§ Task list:
a) Summarize the post on compressed FITS images in two sentences.
b) Transcribe the passage of the post on compressed FITS images, starting with "But I have two" and going on through "are really necessary.".
c) Write the next part of the post on compressed FITS images, picking up from its final sentence.

[fitsbits] start of Public Comment Period on compressed FITS image and tables

van Nieuwenhoven, Richard Richard.vanNieuwenhoven at adesso.at
Wed Jul 22 01:21:29 EDT 2015


Ok, Bill convinced me that the tiles are already so small by default
that there is no need for further splitting. The default value in
cfitsio is already one row (and 16 in case of hcompress). The missing
experience with compressed tiles lead to my wrong assumption. So the use
of multiple cores to (de)compress multiple tiles of one image at once is
enough to occupy the CPU's cores.

But I have two questions that came up during the reading of the
compression code.

1. since 2005 the maximum for BITPIX is -64 (double) and 64 (long).
since the value range of keywords has been extended, should there not be
support for -128 and 128? I do not know if that kind of precision is
necessary or a over-kill? (in the next ~10 years). Attention these are a
lot more difficult to implement, so they should only be included if they
are really necessary.

2. As a coder and a bad math-text reader could I ask somebody to take a
look at the description of the compression algorithms if it needs
extension for BITPIX=64 as I noticed the compression algorithm Rice in
cfitsio (as an example) directly only supports 8/16 and 32 bit. If the
need for -128 and 128 is present then these should be checked also.

§ Recorded data:
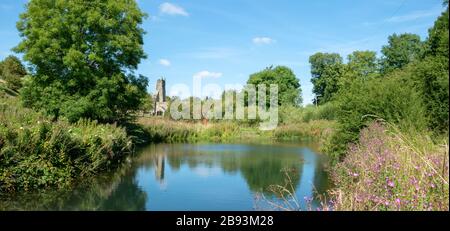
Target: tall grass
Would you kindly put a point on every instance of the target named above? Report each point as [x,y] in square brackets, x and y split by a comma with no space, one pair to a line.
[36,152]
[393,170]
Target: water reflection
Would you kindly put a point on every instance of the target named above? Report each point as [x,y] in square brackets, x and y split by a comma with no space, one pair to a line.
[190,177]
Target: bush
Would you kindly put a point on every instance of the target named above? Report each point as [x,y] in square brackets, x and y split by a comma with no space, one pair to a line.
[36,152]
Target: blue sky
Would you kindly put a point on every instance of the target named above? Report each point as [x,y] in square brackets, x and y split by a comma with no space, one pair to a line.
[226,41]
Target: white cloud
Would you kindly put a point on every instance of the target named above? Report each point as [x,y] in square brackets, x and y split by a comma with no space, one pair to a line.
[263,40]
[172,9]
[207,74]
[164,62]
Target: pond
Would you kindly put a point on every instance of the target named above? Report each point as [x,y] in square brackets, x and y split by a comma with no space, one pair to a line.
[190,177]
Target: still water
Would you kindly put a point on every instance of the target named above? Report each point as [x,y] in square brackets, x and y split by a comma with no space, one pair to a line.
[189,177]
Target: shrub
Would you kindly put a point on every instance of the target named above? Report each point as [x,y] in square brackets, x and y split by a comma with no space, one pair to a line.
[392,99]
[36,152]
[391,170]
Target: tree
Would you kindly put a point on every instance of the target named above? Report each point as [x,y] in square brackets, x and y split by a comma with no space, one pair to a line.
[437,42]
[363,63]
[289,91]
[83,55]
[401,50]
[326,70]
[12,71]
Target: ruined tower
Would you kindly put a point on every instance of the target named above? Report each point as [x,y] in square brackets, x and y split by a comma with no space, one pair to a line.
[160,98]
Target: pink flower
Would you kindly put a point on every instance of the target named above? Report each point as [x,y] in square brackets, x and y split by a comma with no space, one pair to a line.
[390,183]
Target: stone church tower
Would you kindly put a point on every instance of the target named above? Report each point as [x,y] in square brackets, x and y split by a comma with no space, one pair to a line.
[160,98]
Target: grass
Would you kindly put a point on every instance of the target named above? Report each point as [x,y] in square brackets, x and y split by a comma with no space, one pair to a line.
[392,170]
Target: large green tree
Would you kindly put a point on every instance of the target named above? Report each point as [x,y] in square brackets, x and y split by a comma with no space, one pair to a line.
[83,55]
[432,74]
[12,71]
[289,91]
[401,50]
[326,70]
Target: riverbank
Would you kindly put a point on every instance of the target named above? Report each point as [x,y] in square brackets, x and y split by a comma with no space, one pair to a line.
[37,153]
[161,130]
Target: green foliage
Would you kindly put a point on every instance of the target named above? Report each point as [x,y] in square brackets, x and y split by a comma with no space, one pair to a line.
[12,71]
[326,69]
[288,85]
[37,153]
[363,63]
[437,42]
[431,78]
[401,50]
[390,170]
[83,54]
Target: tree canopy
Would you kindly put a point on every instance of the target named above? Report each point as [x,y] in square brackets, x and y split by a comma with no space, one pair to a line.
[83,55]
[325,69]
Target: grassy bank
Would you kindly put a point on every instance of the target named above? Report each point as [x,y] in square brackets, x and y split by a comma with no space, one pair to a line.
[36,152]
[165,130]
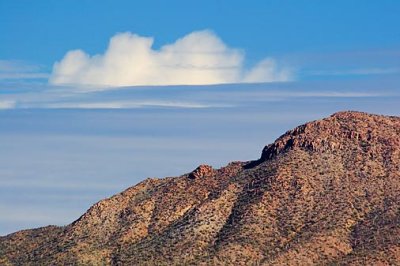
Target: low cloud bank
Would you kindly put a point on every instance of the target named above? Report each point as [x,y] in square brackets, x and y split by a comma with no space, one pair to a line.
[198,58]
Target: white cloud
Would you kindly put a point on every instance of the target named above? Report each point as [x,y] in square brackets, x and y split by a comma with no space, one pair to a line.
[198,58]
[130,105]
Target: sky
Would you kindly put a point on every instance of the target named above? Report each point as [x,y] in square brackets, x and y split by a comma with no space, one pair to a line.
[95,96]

§ Responses in order:
a) The author accepts that default tiles in cfitsio are already small (one row, or 16 for hcompress), so no further splitting is needed, and compressing multiple tiles of one image at once is enough to occupy the CPU's cores. The author then asks whether BITPIX should support -128 and 128, which would be much harder to implement, and requests that someone check whether the compression algorithm descriptions need extending for BITPIX=64, since Rice in cfitsio directly supports only 8, 16 and 32 bit.

b)
But I have two questions that came up during the reading of the
compression code.

1. since 2005 the maximum for BITPIX is -64 (double) and 64 (long).
since the value range of keywords has been extended, should there not be
support for -128 and 128? I do not know if that kind of precision is
necessary or a over-kill? (in the next ~10 years). Attention these are a
lot more difficult to implement, so they should only be included if they
are really necessary.

c)
    Ritchie

Am 2015-07-06 um 21:37 schrieb William Pence:
> OK, why don't we continue talking about this privately and maybe do some
> experiments to see if this technique proves useful.
> 
> -Bill
> 
> On 7/6/2015 3:04 PM, van Nieuwenhoven, Richard wrote:
>> the thing I am aiming at is to use the blocking for two purposes
>> 1 decompression of one tile using mull!tiple threads
>> 2 skip a part of the tile if not needed
>>
>> The normal compressing algorithms can be used bud just on separate
>> series of rows instead of the hole tile at ones.
>>
>> The blocking could be specified by a suffix or prefix to the algorithm
>> specification.
>>
>> The integer for the block size an short for the number of row in the
>> block are the only speciality of the blocking typt.
>>
>> This way the software reading the fits files can use optimal
>> performance from all the threads.
>>
>>       Ritchie
>> ________________________________________
>> From: William Pence [William.Pence at nasa.gov]
>> Sent: Monday, July 06, 2015 5:08 PM
>> To: van Nieuwenhoven, Richard; fitsbits at nrao.edu
>> Subject: Re: [fitsbits] start of Public Comment Period on compressed
>> FITS image and tables
>>
>> I'm confused.  If you are talking about the details of a new type of
>> multi-threaded compression algorithm, this is not something we would
>> want to try to implement immediately, so this is not really relevant to
>> the current discussion about the compression convention itself.  We
>> could perhaps continue this discussion offline...
>>
>> But on the other hand, the current convention as described does record
>> all the keywords necessary to determine which rows and columns of pixels
>> are stored in each tile.  This allows software to skip over the tiles
>> that are not needed when reading just a part of the image or table.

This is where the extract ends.